- What is asked -
Update the material below by changing "building" to "structure" wherever it appears and keeping everything else the same. Leave the pictures out of your answer.

Shape annotation entries
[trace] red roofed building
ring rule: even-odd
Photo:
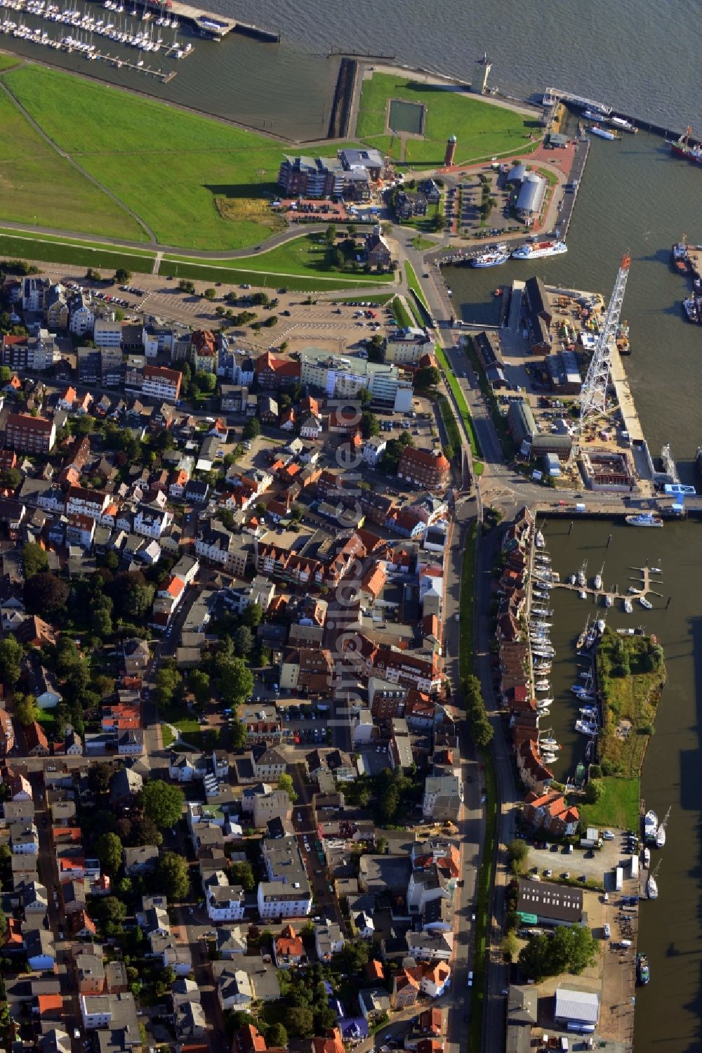
[[[44,417],[29,413],[8,413],[5,422],[5,445],[27,454],[47,454],[56,442],[56,425]]]
[[[537,830],[546,830],[556,837],[571,837],[578,830],[580,813],[565,803],[563,794],[529,793],[523,811],[524,819]]]
[[[253,1024],[235,1031],[232,1039],[232,1053],[263,1053],[265,1038]]]
[[[279,969],[299,966],[305,956],[301,938],[292,925],[286,925],[273,943],[273,953]]]
[[[180,396],[181,374],[163,365],[144,365],[141,394],[162,402],[177,402]]]
[[[327,1028],[324,1037],[316,1035],[312,1045],[314,1053],[344,1053],[344,1044],[339,1028]]]
[[[63,1017],[63,995],[37,995],[37,1012],[42,1020],[60,1020]]]
[[[31,757],[48,756],[48,739],[44,734],[44,729],[36,720],[24,729],[24,741],[26,752]]]
[[[398,477],[426,490],[445,490],[450,464],[440,451],[405,446],[398,465]]]
[[[275,358],[266,351],[256,359],[256,379],[261,390],[292,388],[300,381],[300,363],[294,358]]]

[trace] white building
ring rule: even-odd
[[[108,318],[96,318],[93,340],[98,347],[120,347],[122,344],[122,323]]]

- Expected output -
[trace] red roofed structure
ring rule: even-odd
Photo:
[[[44,417],[29,413],[8,413],[5,422],[5,445],[27,454],[47,454],[56,442],[56,425]]]
[[[537,830],[546,830],[556,837],[571,837],[578,830],[580,813],[565,803],[563,794],[529,793],[523,811],[524,819]]]
[[[253,1024],[235,1031],[232,1039],[232,1053],[263,1053],[265,1038]]]
[[[279,969],[299,966],[305,956],[301,938],[292,925],[286,925],[273,943],[273,953]]]
[[[180,396],[181,374],[163,365],[144,365],[141,394],[162,402],[177,402]]]
[[[327,1028],[324,1037],[316,1035],[312,1045],[314,1053],[344,1053],[344,1044],[339,1028]]]
[[[63,1017],[63,995],[37,995],[37,1012],[42,1020],[60,1020]]]
[[[31,757],[48,756],[48,739],[44,734],[44,729],[36,720],[24,729],[24,741],[26,752]]]
[[[398,477],[426,490],[445,490],[450,464],[440,451],[405,446],[398,465]]]
[[[275,358],[266,351],[256,359],[256,379],[261,390],[292,388],[300,381],[300,363],[294,358]]]

[trace] white structure
ring rule: even-odd
[[[108,318],[96,318],[93,340],[98,347],[120,347],[122,344],[122,323]]]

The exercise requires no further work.